[Records excerpted from a collection]
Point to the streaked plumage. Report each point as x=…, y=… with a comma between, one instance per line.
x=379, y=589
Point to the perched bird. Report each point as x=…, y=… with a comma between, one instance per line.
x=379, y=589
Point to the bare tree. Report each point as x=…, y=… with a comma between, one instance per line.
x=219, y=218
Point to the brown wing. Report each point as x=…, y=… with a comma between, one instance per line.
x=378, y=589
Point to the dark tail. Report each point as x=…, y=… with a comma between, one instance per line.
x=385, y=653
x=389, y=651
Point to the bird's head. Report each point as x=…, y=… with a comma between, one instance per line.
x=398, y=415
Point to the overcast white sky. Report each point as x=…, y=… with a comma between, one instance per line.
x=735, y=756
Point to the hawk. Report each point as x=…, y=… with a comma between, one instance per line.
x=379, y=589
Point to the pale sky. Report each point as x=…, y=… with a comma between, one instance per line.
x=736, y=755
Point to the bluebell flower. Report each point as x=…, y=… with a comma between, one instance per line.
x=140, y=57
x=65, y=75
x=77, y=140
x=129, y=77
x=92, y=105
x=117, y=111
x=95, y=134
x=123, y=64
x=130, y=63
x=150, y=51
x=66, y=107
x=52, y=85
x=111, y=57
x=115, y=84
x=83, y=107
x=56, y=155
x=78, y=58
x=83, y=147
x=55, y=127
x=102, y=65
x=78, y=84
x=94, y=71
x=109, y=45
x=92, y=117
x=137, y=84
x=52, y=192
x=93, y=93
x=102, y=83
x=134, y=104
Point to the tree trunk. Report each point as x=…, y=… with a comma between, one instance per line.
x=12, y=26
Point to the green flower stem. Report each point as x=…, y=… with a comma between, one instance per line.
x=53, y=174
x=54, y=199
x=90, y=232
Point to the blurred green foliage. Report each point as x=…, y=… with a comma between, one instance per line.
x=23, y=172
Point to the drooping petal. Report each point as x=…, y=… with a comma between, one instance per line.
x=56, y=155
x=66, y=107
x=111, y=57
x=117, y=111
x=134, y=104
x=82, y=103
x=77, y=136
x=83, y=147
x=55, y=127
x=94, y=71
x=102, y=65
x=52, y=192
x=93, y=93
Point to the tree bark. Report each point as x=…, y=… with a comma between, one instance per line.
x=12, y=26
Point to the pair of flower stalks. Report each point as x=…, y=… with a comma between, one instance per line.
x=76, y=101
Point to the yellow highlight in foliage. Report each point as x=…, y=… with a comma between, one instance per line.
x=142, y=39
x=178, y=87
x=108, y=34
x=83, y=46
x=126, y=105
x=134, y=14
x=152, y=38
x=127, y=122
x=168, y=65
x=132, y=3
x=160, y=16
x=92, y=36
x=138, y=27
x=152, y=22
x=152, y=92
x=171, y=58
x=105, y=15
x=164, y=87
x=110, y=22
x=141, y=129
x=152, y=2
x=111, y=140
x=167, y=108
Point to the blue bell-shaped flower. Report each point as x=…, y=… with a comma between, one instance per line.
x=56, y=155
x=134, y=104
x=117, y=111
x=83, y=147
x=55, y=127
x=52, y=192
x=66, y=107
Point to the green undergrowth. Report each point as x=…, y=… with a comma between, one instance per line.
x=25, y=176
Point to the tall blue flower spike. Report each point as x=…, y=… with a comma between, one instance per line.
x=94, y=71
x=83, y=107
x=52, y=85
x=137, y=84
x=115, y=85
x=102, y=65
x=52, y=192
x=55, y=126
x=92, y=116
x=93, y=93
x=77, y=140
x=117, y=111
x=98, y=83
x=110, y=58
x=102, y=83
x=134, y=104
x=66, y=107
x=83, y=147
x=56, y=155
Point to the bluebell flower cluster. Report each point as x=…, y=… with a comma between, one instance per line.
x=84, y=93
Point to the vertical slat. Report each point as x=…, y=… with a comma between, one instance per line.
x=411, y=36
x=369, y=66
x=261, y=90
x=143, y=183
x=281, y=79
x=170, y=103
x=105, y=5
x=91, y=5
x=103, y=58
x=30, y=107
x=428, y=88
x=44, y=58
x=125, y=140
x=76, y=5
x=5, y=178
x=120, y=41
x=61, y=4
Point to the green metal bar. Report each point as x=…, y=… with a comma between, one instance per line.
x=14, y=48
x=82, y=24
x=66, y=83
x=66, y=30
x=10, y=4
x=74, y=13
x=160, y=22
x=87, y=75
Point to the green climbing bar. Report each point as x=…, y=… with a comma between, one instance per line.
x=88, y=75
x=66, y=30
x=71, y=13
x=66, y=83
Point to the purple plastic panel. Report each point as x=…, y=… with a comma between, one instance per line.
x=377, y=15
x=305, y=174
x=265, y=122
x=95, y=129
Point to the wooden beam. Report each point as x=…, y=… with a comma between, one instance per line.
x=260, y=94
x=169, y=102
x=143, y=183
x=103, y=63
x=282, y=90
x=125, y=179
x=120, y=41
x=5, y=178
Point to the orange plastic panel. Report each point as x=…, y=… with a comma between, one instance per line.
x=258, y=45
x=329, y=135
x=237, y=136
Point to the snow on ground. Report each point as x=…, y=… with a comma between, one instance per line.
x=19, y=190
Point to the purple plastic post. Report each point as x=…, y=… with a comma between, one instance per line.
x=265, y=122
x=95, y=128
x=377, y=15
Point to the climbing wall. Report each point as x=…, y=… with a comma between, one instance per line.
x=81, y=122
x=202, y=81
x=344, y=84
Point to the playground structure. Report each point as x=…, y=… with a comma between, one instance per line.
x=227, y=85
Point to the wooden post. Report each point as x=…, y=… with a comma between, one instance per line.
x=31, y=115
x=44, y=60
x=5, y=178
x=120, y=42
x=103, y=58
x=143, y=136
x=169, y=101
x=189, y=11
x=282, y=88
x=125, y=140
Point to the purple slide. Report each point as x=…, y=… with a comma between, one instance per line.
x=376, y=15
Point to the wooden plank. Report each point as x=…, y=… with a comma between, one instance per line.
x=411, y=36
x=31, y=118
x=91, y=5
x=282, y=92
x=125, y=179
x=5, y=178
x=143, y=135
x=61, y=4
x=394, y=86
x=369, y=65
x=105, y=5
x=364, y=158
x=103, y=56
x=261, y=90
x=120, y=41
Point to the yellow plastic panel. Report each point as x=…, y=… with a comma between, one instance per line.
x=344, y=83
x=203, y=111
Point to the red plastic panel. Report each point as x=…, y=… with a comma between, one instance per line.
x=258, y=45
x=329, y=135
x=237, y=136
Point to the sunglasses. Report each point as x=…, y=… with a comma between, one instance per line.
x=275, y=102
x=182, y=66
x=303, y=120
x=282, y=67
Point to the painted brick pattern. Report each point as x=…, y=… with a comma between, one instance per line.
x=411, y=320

* REQUIRED WORK: All lines of the data above must be returned exactly.

* FINISHED EXERCISE:
Point to the streaked plumage. Report each point as x=…, y=… with a comma between, one instance per line.
x=379, y=589
Point to the perched bird. Report each point as x=…, y=… with a comma between, one instance per line.
x=379, y=589
Point to the bare tree. Report each point as x=…, y=… with a comma between, one instance per line.
x=219, y=218
Point to the brown wing. Report each point as x=…, y=… with a comma between, one instance per line.
x=378, y=589
Point to the dark tail. Report each point as x=…, y=… with a comma between, one instance per line.
x=385, y=653
x=389, y=651
Point to the bird's head. Report each point as x=…, y=… with a comma between, one instance per line.
x=398, y=415
Point to the overcast white sky. Report each point as x=…, y=… with a comma between, one instance per line.
x=735, y=756
Point to the hawk. Report each point as x=…, y=… with a comma between, one instance per line.
x=379, y=589
Point to the pale sky. Report each point as x=…, y=… with a comma between, one instance per line.
x=736, y=755
Point to the bluebell flower. Report each point as x=…, y=… with a comma between, one instance per line.
x=140, y=57
x=65, y=75
x=77, y=140
x=129, y=77
x=92, y=105
x=117, y=111
x=95, y=134
x=123, y=64
x=130, y=63
x=150, y=51
x=66, y=107
x=52, y=85
x=111, y=57
x=115, y=84
x=83, y=107
x=56, y=155
x=78, y=58
x=83, y=147
x=55, y=127
x=102, y=65
x=78, y=84
x=94, y=71
x=109, y=45
x=92, y=117
x=137, y=84
x=52, y=192
x=93, y=93
x=102, y=83
x=134, y=104
Point to the tree trunk. Report each point as x=…, y=… with a comma between, one instance per line.
x=12, y=26
Point to the green flower stem. Report each point as x=…, y=… with a comma between, one instance per line.
x=53, y=174
x=54, y=199
x=90, y=232
Point to the blurred green foliage. Report each point as x=…, y=… with a comma between, one instance per line.
x=23, y=172
Point to the drooping petal. Report each point as x=…, y=… with a comma between, one instance per line.
x=56, y=155
x=66, y=107
x=111, y=57
x=117, y=111
x=134, y=104
x=82, y=103
x=77, y=136
x=83, y=147
x=55, y=127
x=94, y=71
x=102, y=65
x=52, y=192
x=93, y=93
Point to the tree bark. Report each point as x=…, y=… with a comma between, one instance per line.
x=12, y=26
Point to the pair of flower stalks. Report each point as x=…, y=… with a comma between, one instance per line.
x=76, y=101
Point to the yellow highlight in foliage. Report each point as x=…, y=… with a comma between, one instance per line.
x=142, y=39
x=178, y=87
x=108, y=34
x=83, y=46
x=126, y=105
x=134, y=14
x=152, y=38
x=127, y=122
x=168, y=65
x=132, y=3
x=160, y=16
x=92, y=36
x=138, y=27
x=152, y=22
x=152, y=92
x=171, y=58
x=105, y=15
x=164, y=87
x=110, y=22
x=141, y=129
x=152, y=2
x=111, y=140
x=167, y=108
Point to the blue bell-shaped flower. Report each point as x=…, y=… with a comma between, one instance per line.
x=56, y=155
x=134, y=104
x=117, y=111
x=83, y=147
x=55, y=127
x=52, y=192
x=66, y=107
Point to the green undergrowth. Report each point as x=…, y=… with a comma between, one instance per line.
x=25, y=176
Point to the tall blue flower spike. Report each point as x=…, y=… with a comma between, one instance per line.
x=94, y=71
x=83, y=107
x=52, y=85
x=137, y=84
x=115, y=85
x=102, y=65
x=52, y=192
x=55, y=126
x=92, y=116
x=93, y=93
x=77, y=140
x=117, y=111
x=98, y=83
x=110, y=58
x=102, y=83
x=134, y=104
x=66, y=107
x=83, y=147
x=56, y=155
Point to the bluebell flower cluster. Report each point as x=…, y=… with a comma between, one instance per line.
x=84, y=93
Point to the vertical slat. Report each point as x=…, y=… with a comma between, one instance per line.
x=411, y=36
x=369, y=66
x=261, y=90
x=143, y=183
x=281, y=79
x=170, y=103
x=105, y=5
x=91, y=5
x=103, y=58
x=30, y=107
x=428, y=88
x=44, y=58
x=125, y=140
x=76, y=5
x=5, y=178
x=120, y=41
x=61, y=4
Point to the green metal bar. Report each point as x=…, y=… with a comma between, one instance per line.
x=14, y=48
x=82, y=24
x=66, y=83
x=66, y=30
x=10, y=4
x=74, y=13
x=160, y=22
x=87, y=75
Point to the green climbing bar. Report each point as x=…, y=… with a comma between, one instance per line.
x=88, y=75
x=66, y=30
x=71, y=13
x=66, y=83
Point to the purple plastic panel. Report each point as x=…, y=… with a comma between, one instance per line.
x=377, y=15
x=305, y=174
x=265, y=122
x=95, y=129
Point to the wooden beam. Report each point as x=…, y=… with a comma between, one instance per line.
x=260, y=94
x=169, y=102
x=143, y=183
x=103, y=63
x=282, y=90
x=125, y=179
x=120, y=41
x=5, y=178
Point to the orange plastic panel. Report each point as x=…, y=… with a comma between, one instance per line.
x=258, y=45
x=329, y=135
x=237, y=136
Point to the snow on ground. Report each point as x=…, y=… with a comma between, one instance per line.
x=19, y=190
Point to the purple plastic post. Report each point as x=…, y=… with a comma between, one instance per line.
x=265, y=122
x=95, y=128
x=377, y=15
Point to the climbing wall. Report each point as x=…, y=… with a comma between, one instance per line.
x=81, y=122
x=202, y=81
x=344, y=84
Point to the playground structure. Report each point as x=…, y=… with a comma between, one instance per line.
x=227, y=85
Point to the wooden post. Report each point as x=…, y=… with a comma between, one instance per line.
x=31, y=115
x=44, y=60
x=5, y=178
x=120, y=42
x=103, y=58
x=143, y=136
x=169, y=101
x=189, y=11
x=282, y=88
x=125, y=140
Point to the purple slide. Report each point as x=…, y=… with a comma between, one instance per line.
x=376, y=15
Point to the wooden plank. Report each point as x=…, y=… with a comma between, one instance per line.
x=411, y=36
x=31, y=118
x=91, y=5
x=282, y=92
x=125, y=179
x=5, y=178
x=143, y=135
x=61, y=4
x=394, y=86
x=369, y=65
x=105, y=5
x=364, y=158
x=103, y=56
x=261, y=90
x=120, y=41
Point to the yellow plastic panel. Report each point as x=…, y=… with a comma between, one instance per line.
x=344, y=83
x=203, y=111
Point to the red plastic panel. Report each point as x=…, y=… with a comma between, one instance per line.
x=258, y=45
x=329, y=135
x=237, y=136
Point to the sunglasses. Report each point as x=…, y=… with a comma between, one instance per line.
x=275, y=102
x=182, y=66
x=303, y=120
x=282, y=67
Point to the painted brick pattern. Report each point as x=…, y=… with a comma between, one instance per line.
x=411, y=320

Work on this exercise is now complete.